* [DIRECTIVES]:
**a)** Duplicate the passage of the Ford article between "Why I'm Buying" and "not formally edited.", inclusive.
**b)** Summarize the Ford article in two sentences.
**c)** Turn the paragraph of the Ford article beginning "Few brands in America" into a bulleted list that keeps its main facts.

Why I'm Buying this Iconic American Brand
Matthew is a member of The Motley Fool Blog Network -- entries represent the personal opinion of the blogger and are not formally edited.
In today’s trade for the “No Drip, No Mess” Portfolio we’re going to use a very strategic approach to acquire shares of an iconic American brand. We’ll use a combination of options and direct ownership as a way to smooth out the volatility as we begin to back out of the driveway and invest in Ford Motors (NYSE: F). While there is a lot to like about Ford’s long-term outlook, we’ll take advantage of Wall Street’s short-term concerns as we drive away with some long-term gains.
Few brands in America are as iconic as Ford’s and they’ve done a great job in preserving the brand by being the only US automaker that did not need a government bailout during the financial crisis. Their financial strength has positioned them in the pole position to take advantage of some major positive trends I see on the horizon. With GM (NYSE: GM) still working its way back to the top after going bankrupt and Toyota (NYSE: TM) still struggling post-tsunami, Ford has been able to focus on making cars customers want to buy.

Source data

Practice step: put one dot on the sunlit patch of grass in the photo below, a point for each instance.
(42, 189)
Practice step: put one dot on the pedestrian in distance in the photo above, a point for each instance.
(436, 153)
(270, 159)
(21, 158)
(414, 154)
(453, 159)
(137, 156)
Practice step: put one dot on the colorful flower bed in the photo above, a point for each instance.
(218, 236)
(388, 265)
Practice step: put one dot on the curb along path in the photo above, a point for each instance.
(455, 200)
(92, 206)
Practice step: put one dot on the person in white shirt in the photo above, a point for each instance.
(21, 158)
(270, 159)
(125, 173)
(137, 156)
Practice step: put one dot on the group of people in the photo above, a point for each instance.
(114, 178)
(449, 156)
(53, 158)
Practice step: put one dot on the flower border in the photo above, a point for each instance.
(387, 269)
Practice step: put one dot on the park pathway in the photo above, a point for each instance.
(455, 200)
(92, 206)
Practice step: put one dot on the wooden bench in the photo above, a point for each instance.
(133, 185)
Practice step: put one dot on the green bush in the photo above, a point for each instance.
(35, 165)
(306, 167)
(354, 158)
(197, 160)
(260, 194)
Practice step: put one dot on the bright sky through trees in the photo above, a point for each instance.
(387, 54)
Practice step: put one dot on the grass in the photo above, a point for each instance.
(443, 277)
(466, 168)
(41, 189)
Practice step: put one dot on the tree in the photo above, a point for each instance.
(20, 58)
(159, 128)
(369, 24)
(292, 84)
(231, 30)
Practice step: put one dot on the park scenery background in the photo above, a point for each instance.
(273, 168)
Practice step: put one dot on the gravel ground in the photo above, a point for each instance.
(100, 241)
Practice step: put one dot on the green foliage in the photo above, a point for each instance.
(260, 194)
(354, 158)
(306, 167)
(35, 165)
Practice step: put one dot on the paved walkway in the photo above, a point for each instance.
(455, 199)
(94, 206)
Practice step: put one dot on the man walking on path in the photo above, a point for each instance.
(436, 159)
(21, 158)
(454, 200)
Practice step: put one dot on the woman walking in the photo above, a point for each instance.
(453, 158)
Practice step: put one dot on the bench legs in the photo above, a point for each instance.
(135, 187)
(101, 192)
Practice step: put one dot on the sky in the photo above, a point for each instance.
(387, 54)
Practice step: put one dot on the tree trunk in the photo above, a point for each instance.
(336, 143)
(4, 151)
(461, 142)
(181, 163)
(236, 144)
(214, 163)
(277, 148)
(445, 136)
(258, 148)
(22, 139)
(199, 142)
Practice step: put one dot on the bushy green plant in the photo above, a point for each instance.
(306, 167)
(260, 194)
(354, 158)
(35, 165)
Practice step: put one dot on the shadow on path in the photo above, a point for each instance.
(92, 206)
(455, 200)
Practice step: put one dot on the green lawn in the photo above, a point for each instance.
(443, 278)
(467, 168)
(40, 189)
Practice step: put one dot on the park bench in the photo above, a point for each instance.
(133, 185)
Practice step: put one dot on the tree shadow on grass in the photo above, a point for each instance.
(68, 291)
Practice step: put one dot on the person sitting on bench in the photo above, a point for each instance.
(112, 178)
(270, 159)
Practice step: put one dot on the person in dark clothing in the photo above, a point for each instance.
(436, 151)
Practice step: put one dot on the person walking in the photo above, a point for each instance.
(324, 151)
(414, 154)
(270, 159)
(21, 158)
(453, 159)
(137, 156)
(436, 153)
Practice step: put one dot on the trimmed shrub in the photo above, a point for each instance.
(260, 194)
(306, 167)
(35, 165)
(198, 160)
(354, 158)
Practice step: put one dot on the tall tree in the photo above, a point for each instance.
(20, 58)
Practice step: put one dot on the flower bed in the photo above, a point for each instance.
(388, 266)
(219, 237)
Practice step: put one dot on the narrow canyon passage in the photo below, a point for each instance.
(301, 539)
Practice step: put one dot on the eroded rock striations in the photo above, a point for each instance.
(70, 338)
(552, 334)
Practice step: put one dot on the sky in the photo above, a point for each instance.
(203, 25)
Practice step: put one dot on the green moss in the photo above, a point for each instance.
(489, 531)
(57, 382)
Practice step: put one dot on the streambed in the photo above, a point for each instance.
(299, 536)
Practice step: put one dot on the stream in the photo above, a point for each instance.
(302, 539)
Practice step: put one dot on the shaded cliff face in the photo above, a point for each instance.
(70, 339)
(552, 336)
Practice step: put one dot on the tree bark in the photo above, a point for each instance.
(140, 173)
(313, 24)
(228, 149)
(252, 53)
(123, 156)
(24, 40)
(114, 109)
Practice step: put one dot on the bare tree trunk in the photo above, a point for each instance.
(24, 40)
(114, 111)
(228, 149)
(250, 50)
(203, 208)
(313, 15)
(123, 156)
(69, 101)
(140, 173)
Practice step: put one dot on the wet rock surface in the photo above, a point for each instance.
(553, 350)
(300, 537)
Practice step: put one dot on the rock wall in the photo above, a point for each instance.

* [ANSWER SET]:
**a)**
Why I'm Buying this Iconic American Brand
Matthew is a member of The Motley Fool Blog Network -- entries represent the personal opinion of the blogger and are not formally edited.

**b)** The author plans to buy shares of Ford for the "No Drip, No Mess" Portfolio, combining options and direct ownership to smooth out volatility and taking advantage of Wall Street's short-term concerns. Ford was the only US automaker that did not need a government bailout during the financial crisis, and with GM still recovering from bankruptcy and Toyota struggling after the tsunami, it has been able to focus on making cars customers want to buy.

**c)**
- Few American brands are as iconic as Ford's.
- Ford preserved its brand as the only US automaker that did not need a government bailout during the financial crisis.
- Its financial strength puts it in pole position to benefit from major positive trends the author sees on the horizon.
- With GM still working its way back after bankruptcy and Toyota still struggling after the tsunami, Ford has been able to focus on making cars customers want to buy.